Items from a dataset –
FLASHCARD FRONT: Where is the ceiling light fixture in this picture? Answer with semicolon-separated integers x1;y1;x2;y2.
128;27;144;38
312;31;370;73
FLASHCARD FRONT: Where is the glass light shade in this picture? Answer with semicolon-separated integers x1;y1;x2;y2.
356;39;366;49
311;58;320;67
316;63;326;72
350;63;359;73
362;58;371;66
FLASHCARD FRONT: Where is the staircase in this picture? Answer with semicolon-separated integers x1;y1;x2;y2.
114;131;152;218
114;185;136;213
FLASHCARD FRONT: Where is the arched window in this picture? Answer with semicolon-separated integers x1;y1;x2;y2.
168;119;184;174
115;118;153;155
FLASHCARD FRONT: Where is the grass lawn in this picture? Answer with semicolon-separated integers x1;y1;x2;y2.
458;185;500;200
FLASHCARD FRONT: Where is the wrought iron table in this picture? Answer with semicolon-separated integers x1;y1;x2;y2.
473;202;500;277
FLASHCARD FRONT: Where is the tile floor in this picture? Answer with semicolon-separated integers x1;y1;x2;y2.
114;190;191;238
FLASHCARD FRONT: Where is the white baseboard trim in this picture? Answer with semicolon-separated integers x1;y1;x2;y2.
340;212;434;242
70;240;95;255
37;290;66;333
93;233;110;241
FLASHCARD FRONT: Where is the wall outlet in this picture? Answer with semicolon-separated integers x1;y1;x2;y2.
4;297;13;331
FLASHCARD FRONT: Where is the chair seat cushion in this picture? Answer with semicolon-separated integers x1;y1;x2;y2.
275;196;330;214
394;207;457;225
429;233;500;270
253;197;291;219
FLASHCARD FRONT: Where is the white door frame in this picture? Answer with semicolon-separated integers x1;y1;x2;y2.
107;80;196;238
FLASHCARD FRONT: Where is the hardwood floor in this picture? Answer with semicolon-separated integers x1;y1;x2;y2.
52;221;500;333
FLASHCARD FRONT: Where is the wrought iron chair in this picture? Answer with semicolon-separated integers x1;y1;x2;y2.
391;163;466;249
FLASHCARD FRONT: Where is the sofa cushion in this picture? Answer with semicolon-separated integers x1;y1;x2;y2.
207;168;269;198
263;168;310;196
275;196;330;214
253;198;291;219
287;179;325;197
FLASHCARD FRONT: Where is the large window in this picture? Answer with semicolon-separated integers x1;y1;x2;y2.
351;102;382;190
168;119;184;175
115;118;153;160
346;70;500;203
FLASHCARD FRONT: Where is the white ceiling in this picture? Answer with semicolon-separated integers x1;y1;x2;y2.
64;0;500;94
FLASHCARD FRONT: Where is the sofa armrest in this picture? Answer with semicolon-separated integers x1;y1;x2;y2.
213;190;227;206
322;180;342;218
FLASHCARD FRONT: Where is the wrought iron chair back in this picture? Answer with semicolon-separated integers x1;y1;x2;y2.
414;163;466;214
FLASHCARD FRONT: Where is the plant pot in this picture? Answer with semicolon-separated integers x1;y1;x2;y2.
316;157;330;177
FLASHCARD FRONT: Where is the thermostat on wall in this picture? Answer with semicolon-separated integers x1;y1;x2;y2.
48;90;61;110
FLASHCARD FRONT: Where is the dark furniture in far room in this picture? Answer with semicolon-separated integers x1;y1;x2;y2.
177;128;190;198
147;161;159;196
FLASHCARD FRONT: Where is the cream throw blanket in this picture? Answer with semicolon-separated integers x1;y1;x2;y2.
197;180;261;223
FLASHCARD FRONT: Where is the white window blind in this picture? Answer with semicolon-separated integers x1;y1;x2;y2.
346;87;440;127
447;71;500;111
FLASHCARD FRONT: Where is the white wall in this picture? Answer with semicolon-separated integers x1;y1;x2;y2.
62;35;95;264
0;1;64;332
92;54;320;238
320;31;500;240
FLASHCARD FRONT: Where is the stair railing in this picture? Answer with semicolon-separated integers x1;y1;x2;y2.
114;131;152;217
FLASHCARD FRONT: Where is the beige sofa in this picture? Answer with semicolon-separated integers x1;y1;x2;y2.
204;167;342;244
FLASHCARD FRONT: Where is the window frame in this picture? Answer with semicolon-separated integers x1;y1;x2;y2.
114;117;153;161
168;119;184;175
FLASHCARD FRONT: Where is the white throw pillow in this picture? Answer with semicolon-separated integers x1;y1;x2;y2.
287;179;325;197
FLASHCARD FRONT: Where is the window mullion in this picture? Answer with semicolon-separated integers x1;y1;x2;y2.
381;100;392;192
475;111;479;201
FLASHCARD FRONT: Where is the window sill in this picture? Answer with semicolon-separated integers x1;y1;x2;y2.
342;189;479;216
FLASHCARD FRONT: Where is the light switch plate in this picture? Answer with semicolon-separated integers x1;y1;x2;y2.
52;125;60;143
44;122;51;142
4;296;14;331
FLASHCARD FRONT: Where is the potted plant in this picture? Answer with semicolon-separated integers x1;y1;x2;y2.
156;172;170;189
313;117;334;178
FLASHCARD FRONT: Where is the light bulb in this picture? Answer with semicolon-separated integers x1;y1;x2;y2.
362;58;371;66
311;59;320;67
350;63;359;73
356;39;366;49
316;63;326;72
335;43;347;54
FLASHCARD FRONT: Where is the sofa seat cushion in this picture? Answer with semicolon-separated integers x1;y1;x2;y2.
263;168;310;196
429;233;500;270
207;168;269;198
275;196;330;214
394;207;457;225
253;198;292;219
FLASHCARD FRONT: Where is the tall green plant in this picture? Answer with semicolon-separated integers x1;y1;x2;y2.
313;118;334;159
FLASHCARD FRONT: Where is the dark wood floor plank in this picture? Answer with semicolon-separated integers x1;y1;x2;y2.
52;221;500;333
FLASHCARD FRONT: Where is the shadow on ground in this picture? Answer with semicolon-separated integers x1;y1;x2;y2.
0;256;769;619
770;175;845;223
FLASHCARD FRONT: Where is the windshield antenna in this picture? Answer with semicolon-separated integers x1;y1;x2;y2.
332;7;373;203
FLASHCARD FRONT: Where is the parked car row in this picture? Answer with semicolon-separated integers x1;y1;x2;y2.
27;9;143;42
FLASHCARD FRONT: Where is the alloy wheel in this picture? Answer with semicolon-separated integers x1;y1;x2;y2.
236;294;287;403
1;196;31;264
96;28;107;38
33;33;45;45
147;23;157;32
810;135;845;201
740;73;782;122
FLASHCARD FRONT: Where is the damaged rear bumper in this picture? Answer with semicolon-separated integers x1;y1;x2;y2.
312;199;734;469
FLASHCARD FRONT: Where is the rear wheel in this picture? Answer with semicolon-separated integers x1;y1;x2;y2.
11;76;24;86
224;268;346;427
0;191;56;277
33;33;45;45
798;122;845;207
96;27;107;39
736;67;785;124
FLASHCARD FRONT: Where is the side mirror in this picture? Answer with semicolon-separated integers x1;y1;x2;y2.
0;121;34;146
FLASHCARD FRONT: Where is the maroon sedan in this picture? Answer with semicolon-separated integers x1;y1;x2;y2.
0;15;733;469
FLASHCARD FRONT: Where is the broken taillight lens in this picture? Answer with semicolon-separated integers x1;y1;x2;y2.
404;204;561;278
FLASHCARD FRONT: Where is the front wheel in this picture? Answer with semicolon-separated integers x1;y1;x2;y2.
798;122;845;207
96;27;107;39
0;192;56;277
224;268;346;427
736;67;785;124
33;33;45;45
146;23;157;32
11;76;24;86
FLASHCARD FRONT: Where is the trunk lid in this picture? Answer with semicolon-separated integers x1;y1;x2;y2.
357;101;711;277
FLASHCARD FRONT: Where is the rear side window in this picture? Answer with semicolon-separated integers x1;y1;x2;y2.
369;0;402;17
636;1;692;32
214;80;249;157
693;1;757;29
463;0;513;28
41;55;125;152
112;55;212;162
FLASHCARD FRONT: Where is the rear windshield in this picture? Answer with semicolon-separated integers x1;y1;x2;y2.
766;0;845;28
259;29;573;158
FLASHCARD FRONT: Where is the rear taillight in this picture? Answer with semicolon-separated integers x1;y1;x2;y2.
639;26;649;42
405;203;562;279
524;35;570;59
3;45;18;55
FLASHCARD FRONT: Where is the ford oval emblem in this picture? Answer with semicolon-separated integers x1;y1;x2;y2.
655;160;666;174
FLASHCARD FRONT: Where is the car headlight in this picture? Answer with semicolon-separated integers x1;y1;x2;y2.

INSTRUCTIONS TO FOLLOW – Starting at the line with "FLASHCARD FRONT: Where is the ford", retype each line through the final one in the data above, unchanged and with nothing added.

OUTPUT FOR THIS TASK –
FLASHCARD FRONT: Where is the ford oval emblem in this picture? Answer with semicolon-separated integers x1;y1;x2;y2.
655;160;666;174
FLASHCARD FRONT: Where is the car headlight in this picture? Answer with semicolon-separated integers x1;y1;x2;y2.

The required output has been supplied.